• [Extract]:
——————

Solomon Muliga Isigi v Wycliffe Sengenge & West Kenya Sugar Co. Limited [2019] KEHC 3470 (KLR)
Full Case Text
REPUBLIC OF KENYA
IN THE HIGH COURT OF KENYA AT KAKAMEGA
CIVIL APPEAL NO. 85 OF 2018
SOLOMON MULIGA ISIGI.................................APPELLANT
VERSUS
WYCLIFFE SENGENGE.............................1ST RESPONDENT
WEST KENYA SUGAR CO. LIMITED.....2ND RESPONDENT
(from the judgment and decree of M. L. Nabibya, SRM in Butali SRMC Civil Case No. 46 of 2015 dated 18/6/2016)
JUDGMENT
1. The appellant had sued the respondents at Butali Law Courts seeking for orders of:-
(a) An injunction restraining the 2nd defendant from paying the 1st sugarcane proceeds in respect to the sugarcane harvested from land parcel No. S/Kabras/Shamberere/2046 delivered under permit No. 245502 to the 2nd defendant.
(b) Payment of the sugarcane proceeds in respect of the sugarcane crop harvests from land parcel No. S/Kabras/Shamberere/2046 and delivered under permit No. 245502 to 2nd defendant.
(c) Costs of the case.
2. The trial magistrate dismissed the suit on reaching a conclusion that the appellant had not proved the claim against the respondents. The appellant was aggrieved by the holding of the learned trial magistrate and filed the instant appeal raising the following grounds:-
1. That the learned magistrate erred both in fact and law by holding that the plaintiff failed to proof his case on a balance of probability.
2. That the learned magistrate erred both in law and fact by admitting the respondent’s defence.
3. That the learned magistrate erred both in law and fact in analyzing the evidence before her and hence arrived at a wrong finding.
4. That the learned magistrate erred both in fact and law by admitting in admissible evidence.
3. The appeal was opposed by the 1st respondent through the submissions of his advocates, Shitsama & Co. Advocates.

——————

Stored data:
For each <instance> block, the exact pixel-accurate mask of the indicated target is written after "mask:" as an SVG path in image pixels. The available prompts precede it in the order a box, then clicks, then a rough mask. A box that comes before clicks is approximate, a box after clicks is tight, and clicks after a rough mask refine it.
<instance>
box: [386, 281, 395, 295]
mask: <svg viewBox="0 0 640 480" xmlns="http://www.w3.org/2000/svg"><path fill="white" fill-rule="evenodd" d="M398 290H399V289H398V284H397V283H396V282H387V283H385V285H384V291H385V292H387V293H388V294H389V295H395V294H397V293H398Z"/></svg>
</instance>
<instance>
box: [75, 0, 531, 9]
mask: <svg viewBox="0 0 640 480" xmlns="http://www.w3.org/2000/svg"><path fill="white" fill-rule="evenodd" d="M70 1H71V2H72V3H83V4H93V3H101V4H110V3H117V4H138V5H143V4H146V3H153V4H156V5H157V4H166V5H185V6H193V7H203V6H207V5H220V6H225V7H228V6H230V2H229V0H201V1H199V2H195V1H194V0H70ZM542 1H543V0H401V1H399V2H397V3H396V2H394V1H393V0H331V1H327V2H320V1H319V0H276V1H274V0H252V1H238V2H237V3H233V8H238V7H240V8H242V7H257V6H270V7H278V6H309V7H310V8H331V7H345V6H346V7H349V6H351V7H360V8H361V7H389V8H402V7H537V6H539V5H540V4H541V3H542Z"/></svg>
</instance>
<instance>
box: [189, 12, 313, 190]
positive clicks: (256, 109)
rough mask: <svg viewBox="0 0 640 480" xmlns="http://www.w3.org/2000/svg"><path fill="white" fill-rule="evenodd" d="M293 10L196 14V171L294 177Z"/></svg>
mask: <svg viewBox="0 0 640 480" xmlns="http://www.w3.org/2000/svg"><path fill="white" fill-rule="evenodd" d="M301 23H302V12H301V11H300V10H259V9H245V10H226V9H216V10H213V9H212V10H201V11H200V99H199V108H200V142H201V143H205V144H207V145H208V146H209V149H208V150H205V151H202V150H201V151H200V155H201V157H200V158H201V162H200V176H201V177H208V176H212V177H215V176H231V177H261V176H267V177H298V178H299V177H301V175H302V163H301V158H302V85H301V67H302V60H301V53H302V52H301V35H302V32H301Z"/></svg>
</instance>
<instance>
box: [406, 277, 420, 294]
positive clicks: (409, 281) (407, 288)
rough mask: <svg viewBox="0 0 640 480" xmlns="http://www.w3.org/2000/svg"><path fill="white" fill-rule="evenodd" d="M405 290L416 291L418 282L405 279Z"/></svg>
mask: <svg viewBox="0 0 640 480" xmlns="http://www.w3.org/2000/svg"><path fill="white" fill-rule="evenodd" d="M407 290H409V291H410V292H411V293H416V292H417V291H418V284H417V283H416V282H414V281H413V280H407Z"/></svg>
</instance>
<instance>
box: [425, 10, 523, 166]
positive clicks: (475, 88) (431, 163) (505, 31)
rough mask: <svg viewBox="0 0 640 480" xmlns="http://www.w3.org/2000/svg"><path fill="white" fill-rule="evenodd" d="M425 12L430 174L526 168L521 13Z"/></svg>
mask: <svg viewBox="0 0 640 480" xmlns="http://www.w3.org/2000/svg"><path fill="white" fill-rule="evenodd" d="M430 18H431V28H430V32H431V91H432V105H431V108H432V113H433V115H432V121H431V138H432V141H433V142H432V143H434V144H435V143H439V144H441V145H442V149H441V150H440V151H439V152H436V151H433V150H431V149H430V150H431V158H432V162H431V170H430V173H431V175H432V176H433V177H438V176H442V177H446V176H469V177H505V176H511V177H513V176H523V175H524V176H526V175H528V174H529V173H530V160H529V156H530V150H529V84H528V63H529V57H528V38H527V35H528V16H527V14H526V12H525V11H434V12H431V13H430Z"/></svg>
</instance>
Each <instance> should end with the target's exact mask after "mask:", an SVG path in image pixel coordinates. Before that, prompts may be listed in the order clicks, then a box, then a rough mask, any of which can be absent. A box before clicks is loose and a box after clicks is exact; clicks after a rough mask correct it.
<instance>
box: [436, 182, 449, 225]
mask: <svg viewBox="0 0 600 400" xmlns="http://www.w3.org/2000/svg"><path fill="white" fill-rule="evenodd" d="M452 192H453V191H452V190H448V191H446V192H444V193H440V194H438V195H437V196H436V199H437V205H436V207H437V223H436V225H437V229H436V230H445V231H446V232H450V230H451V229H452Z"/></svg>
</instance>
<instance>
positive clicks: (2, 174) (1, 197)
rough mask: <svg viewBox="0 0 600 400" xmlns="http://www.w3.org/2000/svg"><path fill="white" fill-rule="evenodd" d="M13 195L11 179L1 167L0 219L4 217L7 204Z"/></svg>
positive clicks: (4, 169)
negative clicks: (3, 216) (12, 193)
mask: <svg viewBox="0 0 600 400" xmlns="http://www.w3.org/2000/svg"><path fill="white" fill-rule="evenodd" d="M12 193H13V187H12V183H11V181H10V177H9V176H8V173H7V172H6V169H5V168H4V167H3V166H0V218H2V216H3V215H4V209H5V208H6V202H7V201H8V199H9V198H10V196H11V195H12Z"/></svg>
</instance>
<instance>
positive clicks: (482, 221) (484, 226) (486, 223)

——————

• [Work required]: Copy the court judgment starting at "Full Case Text" and ending at "2015 dated 18/6/2016)", and change "VERSUS" to "AGAINST".

• [Task response]:
Full Case Text
REPUBLIC OF KENYA
IN THE HIGH COURT OF KENYA AT KAKAMEGA
CIVIL APPEAL NO. 85 OF 2018
SOLOMON MULIGA ISIGI.................................APPELLANT
AGAINST
WYCLIFFE SENGENGE.............................1ST RESPONDENT
WEST KENYA SUGAR CO. LIMITED.....2ND RESPONDENT
(from the judgment and decree of M. L. Nabibya, SRM in Butali SRMC Civil Case No. 46 of 2015 dated 18/6/2016)